Prompt: Locate every line in the records below that contains the word "wall" and copy each such line in full. Treat the match as case-sensitive.

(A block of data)
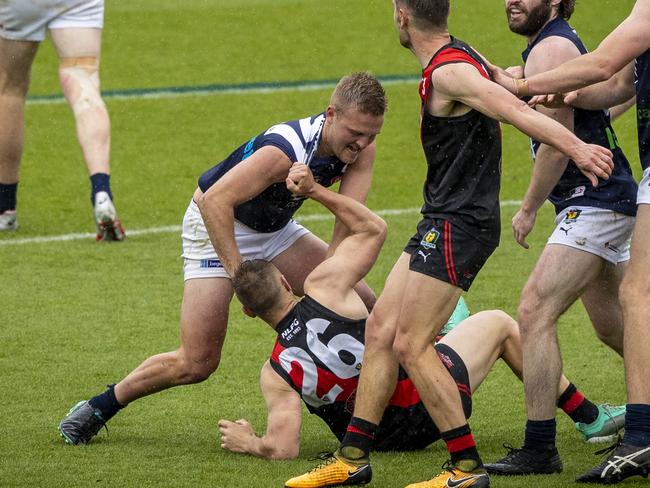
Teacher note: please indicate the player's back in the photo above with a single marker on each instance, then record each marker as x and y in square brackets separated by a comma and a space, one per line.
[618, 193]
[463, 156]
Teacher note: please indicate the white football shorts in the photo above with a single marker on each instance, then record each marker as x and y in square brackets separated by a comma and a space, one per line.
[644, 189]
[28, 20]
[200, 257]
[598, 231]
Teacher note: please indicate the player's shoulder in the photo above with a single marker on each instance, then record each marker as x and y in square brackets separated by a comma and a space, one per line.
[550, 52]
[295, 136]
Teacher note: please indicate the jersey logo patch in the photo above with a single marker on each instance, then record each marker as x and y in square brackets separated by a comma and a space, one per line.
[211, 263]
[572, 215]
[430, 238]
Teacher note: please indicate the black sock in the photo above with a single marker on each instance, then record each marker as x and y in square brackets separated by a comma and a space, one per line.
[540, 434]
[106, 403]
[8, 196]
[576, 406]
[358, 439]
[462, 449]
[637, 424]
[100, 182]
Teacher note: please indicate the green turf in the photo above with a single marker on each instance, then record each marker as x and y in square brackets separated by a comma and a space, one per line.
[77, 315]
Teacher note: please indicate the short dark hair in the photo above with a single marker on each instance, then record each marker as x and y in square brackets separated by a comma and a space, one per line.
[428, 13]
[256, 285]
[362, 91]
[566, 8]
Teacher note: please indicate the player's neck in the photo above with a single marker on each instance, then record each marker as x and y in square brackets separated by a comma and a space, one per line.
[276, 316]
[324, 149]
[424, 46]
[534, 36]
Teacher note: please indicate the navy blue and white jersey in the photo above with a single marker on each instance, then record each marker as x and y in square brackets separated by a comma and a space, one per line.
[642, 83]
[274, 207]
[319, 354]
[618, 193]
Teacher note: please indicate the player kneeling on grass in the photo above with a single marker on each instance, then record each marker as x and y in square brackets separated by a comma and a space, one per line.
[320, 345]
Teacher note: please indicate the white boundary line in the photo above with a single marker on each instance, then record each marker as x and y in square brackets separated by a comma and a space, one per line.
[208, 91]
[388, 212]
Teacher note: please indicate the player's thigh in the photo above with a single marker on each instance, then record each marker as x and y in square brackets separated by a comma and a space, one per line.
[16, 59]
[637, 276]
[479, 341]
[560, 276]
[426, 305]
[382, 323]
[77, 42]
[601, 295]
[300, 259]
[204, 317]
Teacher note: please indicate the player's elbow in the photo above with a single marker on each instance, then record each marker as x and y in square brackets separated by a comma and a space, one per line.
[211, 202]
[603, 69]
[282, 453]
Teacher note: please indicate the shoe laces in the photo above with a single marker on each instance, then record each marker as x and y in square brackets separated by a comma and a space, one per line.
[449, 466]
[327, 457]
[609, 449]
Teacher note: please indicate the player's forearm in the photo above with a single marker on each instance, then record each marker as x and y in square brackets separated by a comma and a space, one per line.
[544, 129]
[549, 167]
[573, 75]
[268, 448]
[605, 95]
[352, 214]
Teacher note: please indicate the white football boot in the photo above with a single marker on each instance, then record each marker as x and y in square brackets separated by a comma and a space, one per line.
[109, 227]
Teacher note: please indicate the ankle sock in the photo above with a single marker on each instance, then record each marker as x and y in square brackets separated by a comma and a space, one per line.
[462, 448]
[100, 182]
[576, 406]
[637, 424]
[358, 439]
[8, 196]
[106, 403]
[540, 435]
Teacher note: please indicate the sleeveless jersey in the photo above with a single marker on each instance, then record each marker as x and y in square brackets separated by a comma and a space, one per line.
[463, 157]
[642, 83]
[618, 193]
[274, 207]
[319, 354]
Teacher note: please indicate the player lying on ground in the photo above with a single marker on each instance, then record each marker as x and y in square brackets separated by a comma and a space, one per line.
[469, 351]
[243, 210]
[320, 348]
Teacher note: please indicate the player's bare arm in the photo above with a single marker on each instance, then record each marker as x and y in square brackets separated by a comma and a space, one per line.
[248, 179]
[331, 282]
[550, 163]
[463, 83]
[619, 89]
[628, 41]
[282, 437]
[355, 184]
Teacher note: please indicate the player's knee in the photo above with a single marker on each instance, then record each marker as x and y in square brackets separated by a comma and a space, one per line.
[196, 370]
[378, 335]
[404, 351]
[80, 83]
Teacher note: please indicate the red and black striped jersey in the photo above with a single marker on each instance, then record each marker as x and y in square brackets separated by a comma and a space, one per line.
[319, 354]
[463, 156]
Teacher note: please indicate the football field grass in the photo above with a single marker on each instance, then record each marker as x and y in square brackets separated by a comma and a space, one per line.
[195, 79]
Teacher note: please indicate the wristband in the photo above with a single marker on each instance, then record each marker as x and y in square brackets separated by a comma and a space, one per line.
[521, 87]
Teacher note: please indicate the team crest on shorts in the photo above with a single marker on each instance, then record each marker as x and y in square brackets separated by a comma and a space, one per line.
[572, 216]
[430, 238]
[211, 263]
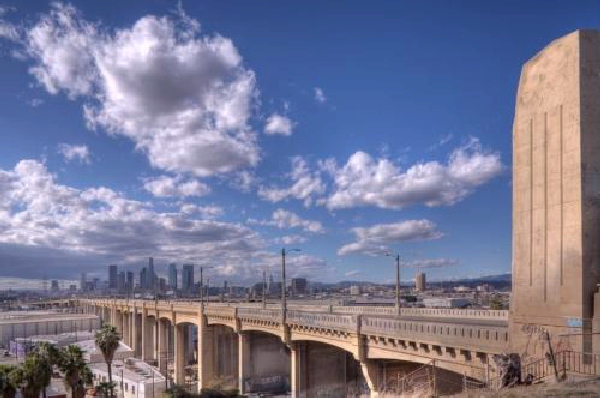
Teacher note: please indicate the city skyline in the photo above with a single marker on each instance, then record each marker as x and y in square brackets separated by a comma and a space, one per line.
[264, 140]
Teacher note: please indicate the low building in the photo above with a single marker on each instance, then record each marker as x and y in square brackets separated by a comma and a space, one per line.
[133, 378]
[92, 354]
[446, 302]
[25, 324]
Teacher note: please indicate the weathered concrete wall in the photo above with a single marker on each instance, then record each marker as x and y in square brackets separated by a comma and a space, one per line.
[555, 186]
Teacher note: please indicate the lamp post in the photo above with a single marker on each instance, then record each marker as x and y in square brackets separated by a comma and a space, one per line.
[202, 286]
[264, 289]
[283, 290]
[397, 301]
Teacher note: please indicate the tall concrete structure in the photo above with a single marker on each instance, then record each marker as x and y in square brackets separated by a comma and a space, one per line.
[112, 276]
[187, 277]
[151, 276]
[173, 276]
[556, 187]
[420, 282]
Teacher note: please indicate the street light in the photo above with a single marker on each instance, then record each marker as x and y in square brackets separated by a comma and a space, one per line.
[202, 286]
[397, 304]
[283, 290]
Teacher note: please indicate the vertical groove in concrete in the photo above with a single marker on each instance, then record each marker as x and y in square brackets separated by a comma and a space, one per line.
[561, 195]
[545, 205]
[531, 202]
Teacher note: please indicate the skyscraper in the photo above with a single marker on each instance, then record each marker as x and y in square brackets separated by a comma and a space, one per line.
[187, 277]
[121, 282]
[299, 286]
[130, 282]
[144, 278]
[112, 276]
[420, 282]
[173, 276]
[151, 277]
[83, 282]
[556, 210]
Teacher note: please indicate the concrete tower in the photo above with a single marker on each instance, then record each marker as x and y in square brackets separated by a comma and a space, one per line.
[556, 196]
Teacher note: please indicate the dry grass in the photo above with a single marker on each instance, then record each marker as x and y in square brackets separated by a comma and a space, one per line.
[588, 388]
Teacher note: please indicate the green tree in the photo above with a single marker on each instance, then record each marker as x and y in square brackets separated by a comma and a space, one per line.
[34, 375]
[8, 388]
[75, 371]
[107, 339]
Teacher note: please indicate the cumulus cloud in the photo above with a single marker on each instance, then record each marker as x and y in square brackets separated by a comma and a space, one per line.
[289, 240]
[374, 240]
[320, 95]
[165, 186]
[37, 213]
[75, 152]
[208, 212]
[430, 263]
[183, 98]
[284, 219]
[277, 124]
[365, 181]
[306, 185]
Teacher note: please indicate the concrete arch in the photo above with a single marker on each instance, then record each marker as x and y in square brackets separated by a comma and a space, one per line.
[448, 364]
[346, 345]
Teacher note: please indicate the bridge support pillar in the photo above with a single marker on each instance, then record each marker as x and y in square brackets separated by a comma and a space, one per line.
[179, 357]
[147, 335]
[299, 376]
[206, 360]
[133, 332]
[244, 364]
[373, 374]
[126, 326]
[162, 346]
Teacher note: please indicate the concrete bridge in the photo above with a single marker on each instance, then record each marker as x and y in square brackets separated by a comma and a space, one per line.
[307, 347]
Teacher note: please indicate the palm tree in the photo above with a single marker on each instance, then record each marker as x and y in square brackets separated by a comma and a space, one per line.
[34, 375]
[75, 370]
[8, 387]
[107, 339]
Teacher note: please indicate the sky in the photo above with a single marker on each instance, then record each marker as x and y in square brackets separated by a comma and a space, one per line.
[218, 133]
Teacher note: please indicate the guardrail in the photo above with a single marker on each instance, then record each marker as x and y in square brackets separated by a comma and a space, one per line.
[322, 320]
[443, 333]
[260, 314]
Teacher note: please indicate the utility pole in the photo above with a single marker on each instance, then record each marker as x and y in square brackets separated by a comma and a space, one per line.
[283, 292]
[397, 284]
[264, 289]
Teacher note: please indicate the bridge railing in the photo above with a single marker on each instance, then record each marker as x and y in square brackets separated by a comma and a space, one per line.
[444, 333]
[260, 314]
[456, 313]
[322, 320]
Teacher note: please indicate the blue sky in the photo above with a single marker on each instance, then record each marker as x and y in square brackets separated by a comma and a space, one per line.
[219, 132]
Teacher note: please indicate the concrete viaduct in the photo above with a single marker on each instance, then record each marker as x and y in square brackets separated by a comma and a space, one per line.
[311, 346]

* * *

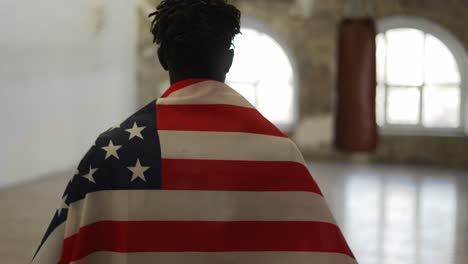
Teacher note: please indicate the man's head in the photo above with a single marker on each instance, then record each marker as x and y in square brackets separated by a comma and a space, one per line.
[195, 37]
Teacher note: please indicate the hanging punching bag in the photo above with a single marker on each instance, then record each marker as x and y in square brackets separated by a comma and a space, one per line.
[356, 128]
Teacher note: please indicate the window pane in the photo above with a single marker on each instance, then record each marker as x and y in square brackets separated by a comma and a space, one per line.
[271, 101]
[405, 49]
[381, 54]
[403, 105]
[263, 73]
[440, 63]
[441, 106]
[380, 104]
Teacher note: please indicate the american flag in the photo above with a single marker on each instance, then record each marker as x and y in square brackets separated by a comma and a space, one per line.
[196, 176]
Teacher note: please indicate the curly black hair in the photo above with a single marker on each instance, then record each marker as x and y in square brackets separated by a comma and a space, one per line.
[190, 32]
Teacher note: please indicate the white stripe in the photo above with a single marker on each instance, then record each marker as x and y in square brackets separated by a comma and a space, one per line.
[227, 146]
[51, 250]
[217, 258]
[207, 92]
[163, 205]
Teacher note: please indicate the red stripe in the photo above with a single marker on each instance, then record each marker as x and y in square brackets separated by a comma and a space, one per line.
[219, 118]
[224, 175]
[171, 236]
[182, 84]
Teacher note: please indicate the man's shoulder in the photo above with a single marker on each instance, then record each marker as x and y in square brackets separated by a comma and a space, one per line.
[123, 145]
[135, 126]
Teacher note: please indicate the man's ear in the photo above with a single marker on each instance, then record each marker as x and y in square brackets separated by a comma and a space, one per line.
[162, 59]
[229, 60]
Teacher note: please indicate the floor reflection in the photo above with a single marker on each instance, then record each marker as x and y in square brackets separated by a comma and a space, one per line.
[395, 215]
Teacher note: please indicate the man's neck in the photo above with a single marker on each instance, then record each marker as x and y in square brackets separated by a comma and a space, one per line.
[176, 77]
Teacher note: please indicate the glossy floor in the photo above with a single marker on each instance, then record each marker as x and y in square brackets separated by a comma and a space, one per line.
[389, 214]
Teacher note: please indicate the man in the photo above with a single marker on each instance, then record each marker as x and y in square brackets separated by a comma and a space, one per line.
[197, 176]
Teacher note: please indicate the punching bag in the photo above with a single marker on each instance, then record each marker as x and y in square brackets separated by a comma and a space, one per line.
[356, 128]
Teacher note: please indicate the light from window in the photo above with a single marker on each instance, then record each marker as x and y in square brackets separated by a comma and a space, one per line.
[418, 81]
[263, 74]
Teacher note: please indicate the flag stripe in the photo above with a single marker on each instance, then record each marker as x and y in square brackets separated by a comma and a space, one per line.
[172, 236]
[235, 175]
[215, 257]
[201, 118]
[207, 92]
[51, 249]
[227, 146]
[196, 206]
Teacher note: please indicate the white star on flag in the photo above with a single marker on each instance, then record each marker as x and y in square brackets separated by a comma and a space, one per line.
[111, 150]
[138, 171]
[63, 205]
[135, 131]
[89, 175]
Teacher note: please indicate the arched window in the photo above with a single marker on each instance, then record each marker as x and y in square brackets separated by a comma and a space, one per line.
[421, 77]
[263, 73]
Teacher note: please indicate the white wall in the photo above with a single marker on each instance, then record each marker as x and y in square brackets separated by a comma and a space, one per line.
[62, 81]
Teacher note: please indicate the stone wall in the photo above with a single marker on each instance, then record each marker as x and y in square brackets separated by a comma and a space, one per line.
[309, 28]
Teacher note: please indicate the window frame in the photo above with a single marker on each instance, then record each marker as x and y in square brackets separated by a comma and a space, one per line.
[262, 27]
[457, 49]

Answer to this problem:
Teacher note: please indicate the weathered concrete wall in the photo above with a single marker on each instance, then record each marker as x and y in square brackets separated by a comma and a space, one per line.
Teacher note: please indicate the white wall in the photo above with a single marker on each instance, then record each marker as x and y in square brackets separated by a comma and a space, one per line.
Teacher note: please indicate the stone wall in the photo above with a single marker on each instance, then record each marker as x and y in square brackets separated by a comma and a space, one per line.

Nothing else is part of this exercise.